REQUIRED ACTION:
Repeat word for word the lines from the top of the records through the line containing "Target: autumn tree", and skip the pictures.

SUPPLIED INFORMATION:
- Opening Delimiter -

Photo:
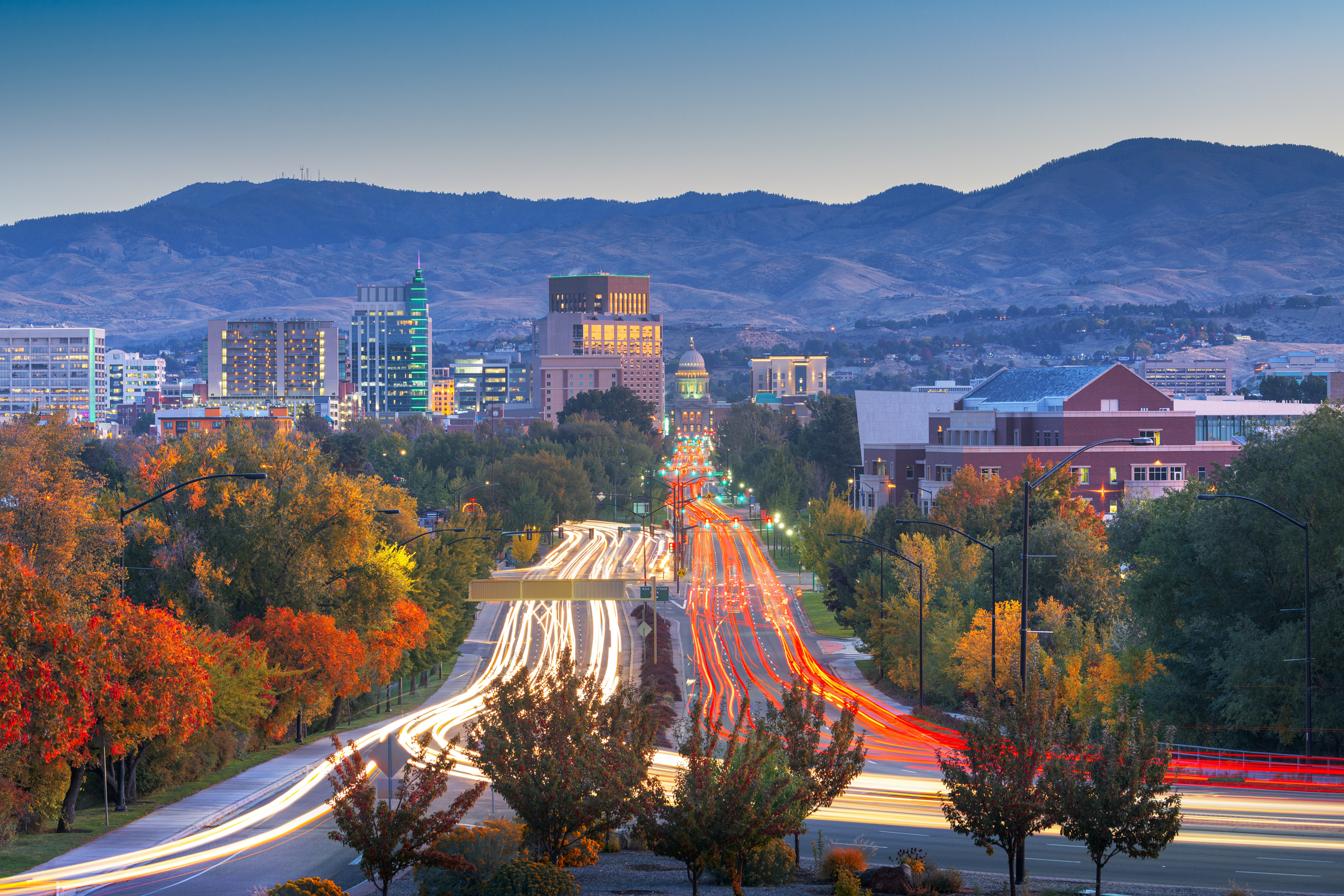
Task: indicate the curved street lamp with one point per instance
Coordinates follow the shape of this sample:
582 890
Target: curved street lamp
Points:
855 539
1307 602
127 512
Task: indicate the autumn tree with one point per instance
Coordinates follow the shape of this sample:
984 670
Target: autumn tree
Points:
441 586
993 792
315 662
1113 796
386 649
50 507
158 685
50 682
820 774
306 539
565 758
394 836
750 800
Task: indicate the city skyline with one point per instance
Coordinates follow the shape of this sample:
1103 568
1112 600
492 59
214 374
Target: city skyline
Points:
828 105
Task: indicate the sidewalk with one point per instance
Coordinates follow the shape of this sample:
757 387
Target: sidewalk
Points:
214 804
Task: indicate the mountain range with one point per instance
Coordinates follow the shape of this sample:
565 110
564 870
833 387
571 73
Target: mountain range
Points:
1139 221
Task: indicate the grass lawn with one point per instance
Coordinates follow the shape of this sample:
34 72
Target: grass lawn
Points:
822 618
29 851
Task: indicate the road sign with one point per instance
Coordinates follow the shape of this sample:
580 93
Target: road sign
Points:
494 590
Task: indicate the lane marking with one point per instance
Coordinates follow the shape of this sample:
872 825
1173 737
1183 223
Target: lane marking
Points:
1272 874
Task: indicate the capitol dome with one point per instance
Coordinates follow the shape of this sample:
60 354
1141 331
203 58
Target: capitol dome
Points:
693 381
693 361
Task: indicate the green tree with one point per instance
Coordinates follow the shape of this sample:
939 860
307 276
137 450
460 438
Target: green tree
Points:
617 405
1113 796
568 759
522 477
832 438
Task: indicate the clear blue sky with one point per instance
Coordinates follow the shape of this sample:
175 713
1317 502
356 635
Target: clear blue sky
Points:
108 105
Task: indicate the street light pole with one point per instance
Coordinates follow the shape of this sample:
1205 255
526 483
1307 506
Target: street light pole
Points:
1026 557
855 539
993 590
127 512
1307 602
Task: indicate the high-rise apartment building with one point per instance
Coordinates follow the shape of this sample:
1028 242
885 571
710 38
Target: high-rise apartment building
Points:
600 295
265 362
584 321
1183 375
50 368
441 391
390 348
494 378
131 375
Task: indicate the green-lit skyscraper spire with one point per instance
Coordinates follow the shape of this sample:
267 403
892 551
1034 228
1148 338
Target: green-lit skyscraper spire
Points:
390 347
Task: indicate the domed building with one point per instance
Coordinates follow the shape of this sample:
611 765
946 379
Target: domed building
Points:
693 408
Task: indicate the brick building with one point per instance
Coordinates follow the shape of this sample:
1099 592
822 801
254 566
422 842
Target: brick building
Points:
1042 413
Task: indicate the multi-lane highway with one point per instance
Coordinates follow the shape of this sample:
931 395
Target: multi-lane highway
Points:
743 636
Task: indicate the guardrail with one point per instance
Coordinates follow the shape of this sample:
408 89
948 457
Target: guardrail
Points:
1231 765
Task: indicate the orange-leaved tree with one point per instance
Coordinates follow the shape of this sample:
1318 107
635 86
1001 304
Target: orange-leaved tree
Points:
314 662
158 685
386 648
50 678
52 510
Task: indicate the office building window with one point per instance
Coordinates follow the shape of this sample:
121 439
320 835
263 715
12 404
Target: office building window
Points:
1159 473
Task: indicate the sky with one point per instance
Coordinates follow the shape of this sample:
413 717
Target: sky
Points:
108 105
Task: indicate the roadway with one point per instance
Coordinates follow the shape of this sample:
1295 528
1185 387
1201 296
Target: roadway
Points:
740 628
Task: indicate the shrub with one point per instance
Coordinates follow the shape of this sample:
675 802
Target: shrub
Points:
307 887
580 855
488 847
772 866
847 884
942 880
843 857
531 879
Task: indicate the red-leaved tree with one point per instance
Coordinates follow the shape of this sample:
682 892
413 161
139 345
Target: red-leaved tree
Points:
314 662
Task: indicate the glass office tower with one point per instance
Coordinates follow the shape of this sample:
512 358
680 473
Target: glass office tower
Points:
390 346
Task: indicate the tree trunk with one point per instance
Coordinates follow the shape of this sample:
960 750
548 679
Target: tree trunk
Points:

- Closing Delimiter -

RESULT FOR THIS EXERCISE:
Photo:
Task: indicate the curved street lamp with one point per instance
Coordinates follow the shape of this sample:
582 890
Target: curved street lamp
Points:
855 539
1307 602
127 512
Task: indicate the autumn tree with one point per instance
Coordinates follow the shape of this sample:
984 670
Target: autumn tree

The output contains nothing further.